| Text provided |
_ _ _ _

Node added to cluster with realtime replication enabled and started does not connect to sink

jcapricebasho commented 10 years ago

When adding a node to a cluster that is already replicating via realtime replication, the added node does not successfully connect to the sink until it is stopped and started (waiting for transfers from the join to complete.)

sinks: []
sources: [{source_stats,
              [{pid,"<0.5576.0>"},
              {message_queue_len,0},
              {rt_source_connected_to,
                  [{source,"CA"},{pid,"<0.5576.0>"},{connected,false}]}]}]
fullsync_coordinator: []
fullsync_coordinator_srv: []
cluster_name: <<"XV">>
cluster_leader: 'dev5@127.0.0.1'
connected_clusters: [<<"CA">>]
realtime_queue_stats: [{bytes,768},
                      {max_bytes,104857600},
                      {consumers,[{"CA",
                                    [{pending,0},
                                    {unacked,0},
                                    {drops,0},
                                    {errs,0}]}]},
                      {overload_drops,0}]
proxy_get: [{requester,[]},{provider,[]}]

I have tested this with 1.4.3 and 1.4.2 that included the 1.4.3 backported beams from here: https://github.com/basho/internal_wiki/wiki/Riak-1.4.2-release---beams-for-openx

I used the below script to set up my two clusters:

#!/bin/bash

echo "Attempting to activate Erlang using default kerl settings..."
. /opt/erlang/r15b01/activate

command -v erl >/dev/null 2>&1 || { echo >&2 "Erlang is required. Please install Erlang or activate via kerl."; exit 1; }

RINGSIZE=64
BACKEND=leveldb

while getopts r:b:h option
do
  case "${option}" in
    r) 
        RINGSIZE=${OPTARG};;
    b) 
        BACKEND=${OPTARG};;
    h) 
        echo "-r     Set ring_creation_size.  Default: 16"
        echo "-b     Set backend, bitcask/leveldb.  Default: bitcask"
        exit 1
        ;;  
  esac
done

RIAKBACKEND='riak_kv_bitcask_backend'

if [ "$BACKEND" = "leveldb" ]
then
    RIAKBACKEND='riak_kv_eleveldb_backend'
fi

echo "Killing all active Riak processes..."

_ _ _ _

| Data records |
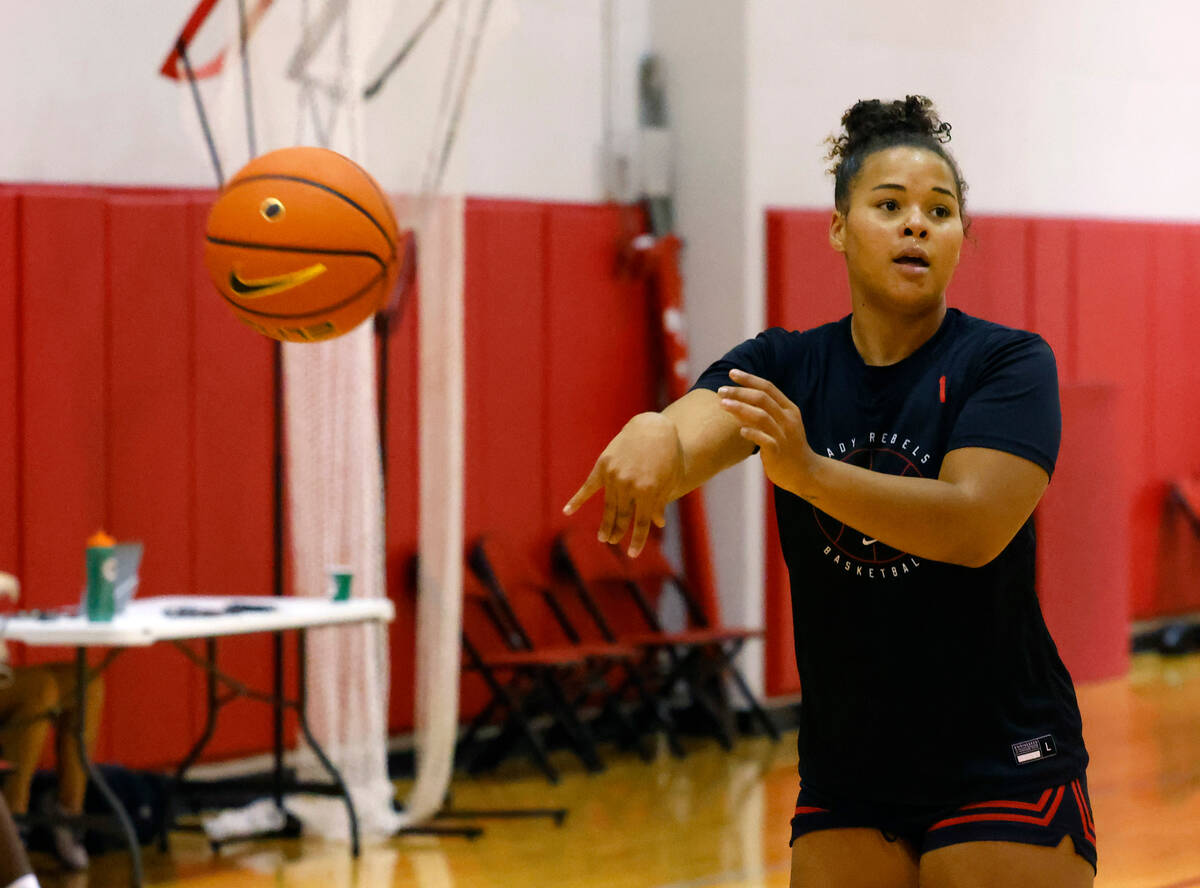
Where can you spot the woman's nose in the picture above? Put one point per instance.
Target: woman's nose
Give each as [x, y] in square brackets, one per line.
[916, 227]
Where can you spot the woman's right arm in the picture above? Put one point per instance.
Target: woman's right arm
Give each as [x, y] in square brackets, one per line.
[657, 459]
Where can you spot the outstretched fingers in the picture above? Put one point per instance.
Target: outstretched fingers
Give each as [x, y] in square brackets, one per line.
[586, 492]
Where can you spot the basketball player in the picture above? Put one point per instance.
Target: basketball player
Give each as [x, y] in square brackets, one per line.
[909, 444]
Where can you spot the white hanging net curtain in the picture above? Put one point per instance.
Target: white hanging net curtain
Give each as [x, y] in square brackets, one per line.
[305, 78]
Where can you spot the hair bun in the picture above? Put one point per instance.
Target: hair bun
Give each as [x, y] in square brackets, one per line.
[871, 125]
[869, 120]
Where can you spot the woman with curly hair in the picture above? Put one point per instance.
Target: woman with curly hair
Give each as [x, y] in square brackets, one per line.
[907, 443]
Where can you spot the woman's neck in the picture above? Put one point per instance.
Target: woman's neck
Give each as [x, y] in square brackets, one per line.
[883, 339]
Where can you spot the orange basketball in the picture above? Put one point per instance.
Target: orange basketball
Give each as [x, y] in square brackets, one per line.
[301, 244]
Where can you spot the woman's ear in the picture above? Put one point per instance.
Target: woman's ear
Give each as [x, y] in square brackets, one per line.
[838, 232]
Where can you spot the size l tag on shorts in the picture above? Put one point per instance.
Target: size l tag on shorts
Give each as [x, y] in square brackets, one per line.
[1035, 750]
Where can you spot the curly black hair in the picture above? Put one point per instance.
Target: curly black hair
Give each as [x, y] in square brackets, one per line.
[871, 125]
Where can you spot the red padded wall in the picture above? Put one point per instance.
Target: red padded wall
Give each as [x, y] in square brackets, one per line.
[10, 385]
[1080, 526]
[64, 397]
[507, 403]
[149, 460]
[233, 491]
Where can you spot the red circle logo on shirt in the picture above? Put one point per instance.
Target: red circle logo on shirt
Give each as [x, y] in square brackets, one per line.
[846, 539]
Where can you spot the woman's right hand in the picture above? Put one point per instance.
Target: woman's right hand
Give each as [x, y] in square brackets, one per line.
[640, 471]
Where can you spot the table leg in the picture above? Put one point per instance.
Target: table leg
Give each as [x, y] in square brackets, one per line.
[123, 817]
[277, 774]
[211, 718]
[303, 712]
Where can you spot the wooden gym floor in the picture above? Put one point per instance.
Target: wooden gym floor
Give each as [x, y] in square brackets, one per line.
[719, 820]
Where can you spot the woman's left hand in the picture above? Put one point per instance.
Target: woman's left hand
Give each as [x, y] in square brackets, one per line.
[773, 423]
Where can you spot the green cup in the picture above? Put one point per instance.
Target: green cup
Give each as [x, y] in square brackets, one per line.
[340, 579]
[101, 564]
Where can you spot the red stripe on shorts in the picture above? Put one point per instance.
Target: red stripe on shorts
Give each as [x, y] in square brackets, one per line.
[1012, 817]
[1085, 816]
[1039, 805]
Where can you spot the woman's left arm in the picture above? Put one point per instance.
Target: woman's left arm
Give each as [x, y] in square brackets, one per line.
[967, 515]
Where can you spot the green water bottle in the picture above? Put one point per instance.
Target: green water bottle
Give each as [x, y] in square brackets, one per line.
[340, 579]
[101, 563]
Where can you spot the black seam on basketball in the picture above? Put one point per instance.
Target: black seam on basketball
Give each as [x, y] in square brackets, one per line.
[311, 251]
[383, 198]
[324, 310]
[335, 192]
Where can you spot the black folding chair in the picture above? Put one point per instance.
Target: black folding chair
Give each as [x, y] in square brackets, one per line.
[523, 687]
[505, 575]
[696, 657]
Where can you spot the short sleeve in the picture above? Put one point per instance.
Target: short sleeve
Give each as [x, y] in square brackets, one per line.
[756, 355]
[1013, 405]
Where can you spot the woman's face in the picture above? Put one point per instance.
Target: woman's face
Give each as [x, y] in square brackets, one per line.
[903, 231]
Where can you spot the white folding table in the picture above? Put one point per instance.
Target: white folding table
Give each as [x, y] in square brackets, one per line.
[179, 618]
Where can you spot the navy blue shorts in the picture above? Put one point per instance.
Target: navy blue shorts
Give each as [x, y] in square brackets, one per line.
[1042, 817]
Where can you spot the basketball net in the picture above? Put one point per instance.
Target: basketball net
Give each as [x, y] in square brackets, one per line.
[301, 82]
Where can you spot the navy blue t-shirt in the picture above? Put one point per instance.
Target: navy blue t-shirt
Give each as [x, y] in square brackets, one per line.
[923, 682]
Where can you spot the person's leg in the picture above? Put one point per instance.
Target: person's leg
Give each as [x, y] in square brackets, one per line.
[15, 869]
[1038, 840]
[852, 858]
[72, 775]
[1006, 864]
[25, 708]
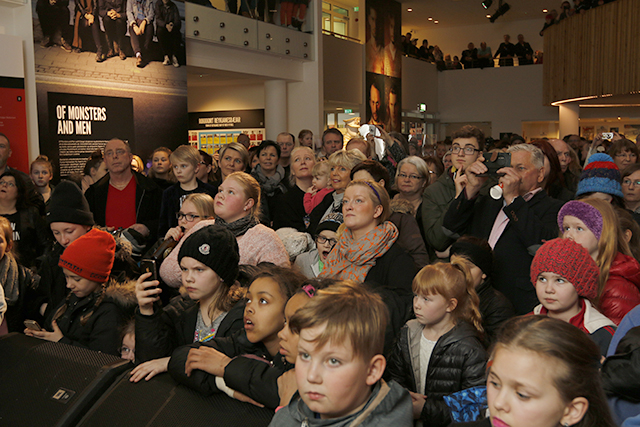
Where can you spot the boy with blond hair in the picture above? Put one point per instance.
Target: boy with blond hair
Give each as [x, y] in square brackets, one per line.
[340, 364]
[185, 161]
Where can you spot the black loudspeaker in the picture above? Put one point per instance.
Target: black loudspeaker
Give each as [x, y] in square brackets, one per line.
[51, 384]
[161, 402]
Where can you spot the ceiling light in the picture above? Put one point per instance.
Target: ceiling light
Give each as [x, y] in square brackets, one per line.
[502, 9]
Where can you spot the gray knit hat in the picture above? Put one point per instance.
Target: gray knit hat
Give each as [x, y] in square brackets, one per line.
[68, 204]
[217, 248]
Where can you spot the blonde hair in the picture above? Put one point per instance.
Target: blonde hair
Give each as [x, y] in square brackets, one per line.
[451, 280]
[186, 154]
[378, 196]
[351, 313]
[251, 190]
[203, 203]
[320, 169]
[42, 160]
[610, 243]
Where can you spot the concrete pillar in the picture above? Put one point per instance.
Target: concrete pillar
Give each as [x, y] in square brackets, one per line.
[275, 111]
[569, 115]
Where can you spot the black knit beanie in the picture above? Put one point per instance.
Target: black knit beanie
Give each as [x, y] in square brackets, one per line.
[67, 204]
[217, 248]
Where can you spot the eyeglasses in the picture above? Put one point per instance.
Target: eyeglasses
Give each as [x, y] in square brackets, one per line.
[187, 217]
[322, 240]
[468, 149]
[412, 177]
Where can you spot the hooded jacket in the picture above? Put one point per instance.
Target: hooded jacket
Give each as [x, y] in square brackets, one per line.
[101, 330]
[388, 405]
[622, 291]
[458, 362]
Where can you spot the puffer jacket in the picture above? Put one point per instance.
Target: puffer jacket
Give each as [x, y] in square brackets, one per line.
[622, 291]
[101, 330]
[458, 362]
[174, 326]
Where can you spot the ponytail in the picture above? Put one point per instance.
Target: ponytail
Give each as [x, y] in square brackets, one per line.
[468, 306]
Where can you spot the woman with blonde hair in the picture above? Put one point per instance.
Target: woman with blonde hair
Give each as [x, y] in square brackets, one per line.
[593, 223]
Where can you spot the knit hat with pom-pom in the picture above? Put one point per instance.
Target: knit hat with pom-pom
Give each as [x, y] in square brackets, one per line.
[570, 260]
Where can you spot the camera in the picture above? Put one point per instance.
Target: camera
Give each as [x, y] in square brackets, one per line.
[494, 161]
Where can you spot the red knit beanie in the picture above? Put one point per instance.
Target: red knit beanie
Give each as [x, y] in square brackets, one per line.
[569, 260]
[90, 256]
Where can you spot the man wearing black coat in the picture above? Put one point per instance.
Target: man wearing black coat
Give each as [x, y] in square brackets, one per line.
[515, 224]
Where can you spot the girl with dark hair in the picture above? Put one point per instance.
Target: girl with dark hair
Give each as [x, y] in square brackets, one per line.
[30, 234]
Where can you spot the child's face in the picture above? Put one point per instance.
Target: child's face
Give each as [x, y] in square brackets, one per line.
[521, 391]
[332, 380]
[128, 347]
[80, 286]
[200, 281]
[264, 313]
[184, 172]
[40, 175]
[320, 181]
[574, 229]
[160, 162]
[289, 340]
[432, 310]
[66, 232]
[557, 295]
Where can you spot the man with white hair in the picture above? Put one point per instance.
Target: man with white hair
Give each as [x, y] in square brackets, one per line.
[515, 223]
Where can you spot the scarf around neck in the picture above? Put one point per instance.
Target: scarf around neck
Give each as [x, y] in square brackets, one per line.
[239, 227]
[9, 278]
[352, 260]
[270, 184]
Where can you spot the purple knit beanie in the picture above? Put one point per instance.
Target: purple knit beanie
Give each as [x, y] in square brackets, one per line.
[586, 213]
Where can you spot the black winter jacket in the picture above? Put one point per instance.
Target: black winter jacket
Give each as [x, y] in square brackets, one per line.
[458, 362]
[101, 330]
[236, 345]
[148, 200]
[495, 309]
[174, 326]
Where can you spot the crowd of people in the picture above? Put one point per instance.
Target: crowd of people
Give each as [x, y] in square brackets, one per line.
[495, 282]
[141, 18]
[473, 57]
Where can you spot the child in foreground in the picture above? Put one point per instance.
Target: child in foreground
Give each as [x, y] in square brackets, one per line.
[339, 365]
[566, 280]
[544, 373]
[320, 187]
[439, 352]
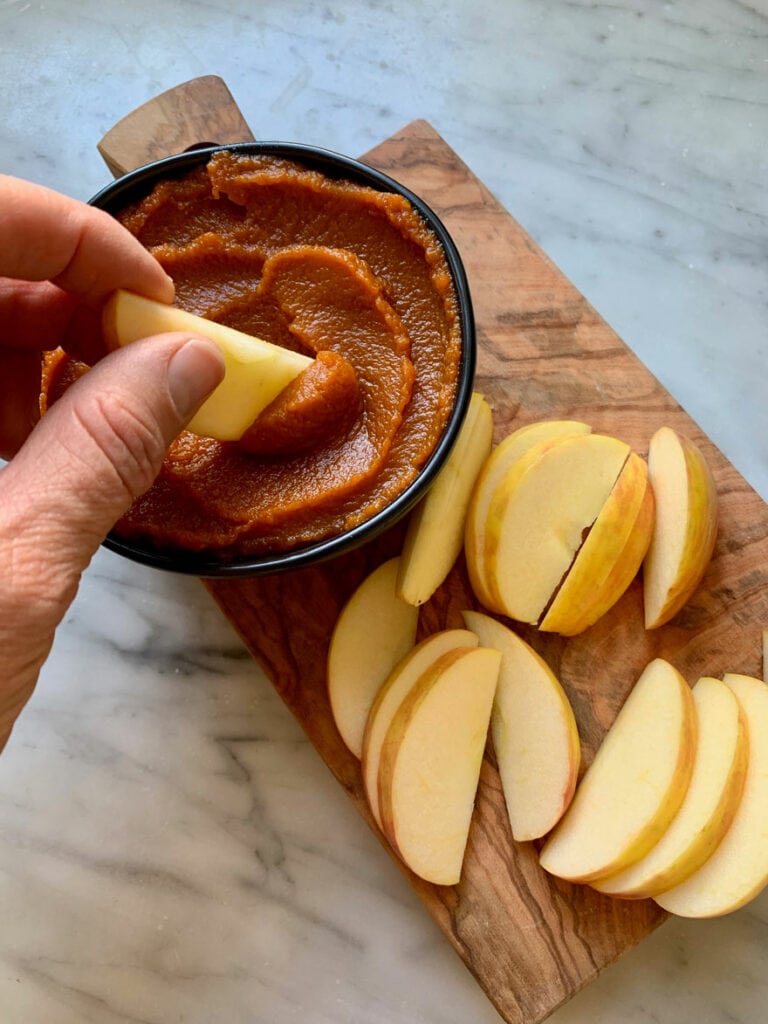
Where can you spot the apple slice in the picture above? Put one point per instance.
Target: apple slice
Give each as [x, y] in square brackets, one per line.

_ _ _ _

| What you need to do |
a) Answer these from the issue report:
(i) Which Riak versions were tested?
(ii) What cluster name does the status output show?
(iii) What does the script set RIAKBACKEND to when BACKEND is "leveldb"?
b) According to the issue report, why does the setup script exit when the command check for erl fails?
c) Write out the issue report from "Node added to" to "join to complete.)".

| Responses per task |
a)
(i) 1.4.3, and 1.4.2 with the backported 1.4.3 beams.
(ii) XV.
(iii) riak_kv_eleveldb_backend.

b) The check looks for the erl command, and if it is missing the script prints "Erlang is required. Please install Erlang or activate via kerl." and exits. The script stops because Erlang is required.

c)
Node added to cluster with realtime replication enabled and started does not connect to sink

jcapricebasho commented 10 years ago

When adding a node to a cluster that is already replicating via realtime replication, the added node does not successfully connect to the sink until it is stopped and started (waiting for transfers from the join to complete.)